━━ Source text ━━
MSU-led team featured in international media for Antarctic discovery

An expedition led by a Montana State University polar scientist has made international headlines following the unexpected discovery of the remains of tiny animals in a lake beneath more than a half mile of Antarctic ice.

The discovery by scientists on the Subglacial Antarctic Lakes Scientific Access project, or SALSA, has been featured prominently in the international science journal Nature, as well as in the Guardian newspaper, Axios, El País, New Scientist, Gizmodo and Smithsonian magazine, among others.

The news attention focuses on what the scientists found in mud pulled up from the dark waters of Antarctica’s Mercer Subglacial Lake on Dec. 30: the remains of tiny crustaceans and tardigrades, tiny animals also known as “water bears.”

The 62-square-mile subglacial lake was discovered with satellite imagery more than a decade ago and had never been explored before. It’s located about 370 miles from the South Pole.

The 45 SALSA scientists, drillers and support staff had bored a hole some 3,500 feet to the bottom of the ice sheet that covers the lake hoping to find mud samples full of living organisms. Indeed, the lake water was teeming with bacteria, but the remains of crustaceans and tardigrades were unexpected.

The researchers are examining how the creatures may have come to be where they were found and what that says about Antarctica’s history, past periods of thawing or geological upheaval.
━━━
━━ Data shown ━━
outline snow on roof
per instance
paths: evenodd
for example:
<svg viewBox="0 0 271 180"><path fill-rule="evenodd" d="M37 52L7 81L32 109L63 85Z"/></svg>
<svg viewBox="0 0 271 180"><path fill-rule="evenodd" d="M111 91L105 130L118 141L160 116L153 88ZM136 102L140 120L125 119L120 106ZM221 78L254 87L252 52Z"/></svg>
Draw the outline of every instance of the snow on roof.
━━━
━━ Data shown ━━
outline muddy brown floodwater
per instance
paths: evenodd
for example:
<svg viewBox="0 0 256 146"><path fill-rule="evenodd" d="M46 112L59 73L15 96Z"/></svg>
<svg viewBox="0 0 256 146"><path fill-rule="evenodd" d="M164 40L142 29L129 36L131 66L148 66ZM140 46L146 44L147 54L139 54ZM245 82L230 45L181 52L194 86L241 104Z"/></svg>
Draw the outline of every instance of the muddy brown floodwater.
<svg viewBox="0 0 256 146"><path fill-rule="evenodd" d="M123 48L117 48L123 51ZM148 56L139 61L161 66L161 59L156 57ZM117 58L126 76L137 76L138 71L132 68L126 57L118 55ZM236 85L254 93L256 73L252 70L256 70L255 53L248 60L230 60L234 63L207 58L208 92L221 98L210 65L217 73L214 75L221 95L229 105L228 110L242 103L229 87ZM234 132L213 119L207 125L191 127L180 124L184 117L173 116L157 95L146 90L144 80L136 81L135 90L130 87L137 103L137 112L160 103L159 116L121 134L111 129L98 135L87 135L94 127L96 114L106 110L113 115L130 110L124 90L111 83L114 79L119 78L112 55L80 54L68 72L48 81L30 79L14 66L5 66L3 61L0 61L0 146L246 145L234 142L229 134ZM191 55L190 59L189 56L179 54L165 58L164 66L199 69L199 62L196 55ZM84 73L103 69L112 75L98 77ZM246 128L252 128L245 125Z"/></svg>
━━━
What to work on
A – Answer these questions using the article on the Antarctic lake discovery:
(i) About how far from the South Pole is Mercer Subglacial Lake located?
(ii) On what date was the mud pulled up from the lake's waters?
(iii) How many scientists, drillers and support staff made up the SALSA team that bored the hole?
B – Take the article on the Antarctic lake discovery further, continuing on from its last paragraph.

Answer set
A –
(i) About 370 miles.
(ii) Dec. 30.
(iii) 45.

B –
Project leader John Priscu, a Montana University System Regents Professor in the Department of Land Resources and Environmental Sciences in MSU’s College of Agriculture, and MSU principal investigators John Dore, also from the LRES department, and Mark Skidmore, from the Department of Earth Sciences in the College of Letters and Science, were interviewed in several media outlets after the news of the discovery broke on Jan. 18.

In the SALSA field blog, Priscu noted that the data and samples collected provide yet another look at the subglacial world. “We have no doubts that our results will transform the way we view Antarctica and pave the way for future national and international subglacial research efforts,” he wrote.

This was the second Antarctic subglacial lake expedition for both Priscu and Skidmore, who have been investigating icy ecosystems for 35 years and 25 years, respectively, in Antarctica, the Arctic and mountainous regions worldwide. In 2014, the pair, along with Dore and other MSU researchers, published the discovery of microscopic life in the Whillans Subglacial Lake in the journal Nature and received worldwide attention. The lake’s exploration was named one of the top science stories of 2013 by Discover magazine.